■ WHAT THIS TASK INVOLVES ■
How many lines of the material below contain the word "wall"? Reply with the number only.

start EXTRACTED DATA

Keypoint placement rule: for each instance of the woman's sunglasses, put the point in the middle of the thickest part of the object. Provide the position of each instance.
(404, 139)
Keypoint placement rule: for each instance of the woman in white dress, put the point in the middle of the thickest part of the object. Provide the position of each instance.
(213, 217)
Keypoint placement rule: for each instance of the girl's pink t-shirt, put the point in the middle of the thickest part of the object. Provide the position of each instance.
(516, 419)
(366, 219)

end EXTRACTED DATA
start EXTRACTED DATA

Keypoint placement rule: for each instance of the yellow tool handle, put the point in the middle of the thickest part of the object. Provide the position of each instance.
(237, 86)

end EXTRACTED DATA
start EXTRACTED DATA

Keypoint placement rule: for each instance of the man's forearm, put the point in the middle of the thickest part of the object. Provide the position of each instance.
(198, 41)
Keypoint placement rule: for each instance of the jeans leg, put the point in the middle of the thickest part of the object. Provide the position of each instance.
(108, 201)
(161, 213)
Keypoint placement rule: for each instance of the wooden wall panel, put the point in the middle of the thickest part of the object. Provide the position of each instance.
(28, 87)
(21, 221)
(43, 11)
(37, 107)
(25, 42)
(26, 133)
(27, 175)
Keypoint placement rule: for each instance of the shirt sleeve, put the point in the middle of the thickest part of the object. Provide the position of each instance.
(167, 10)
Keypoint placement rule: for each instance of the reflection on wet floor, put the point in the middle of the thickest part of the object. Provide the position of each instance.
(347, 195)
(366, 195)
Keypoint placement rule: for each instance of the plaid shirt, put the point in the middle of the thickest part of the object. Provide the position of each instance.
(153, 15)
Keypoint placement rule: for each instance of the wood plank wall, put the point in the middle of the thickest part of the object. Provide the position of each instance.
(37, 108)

end EXTRACTED DATA

■ RESPONSE TO THIS EXERCISE ■
2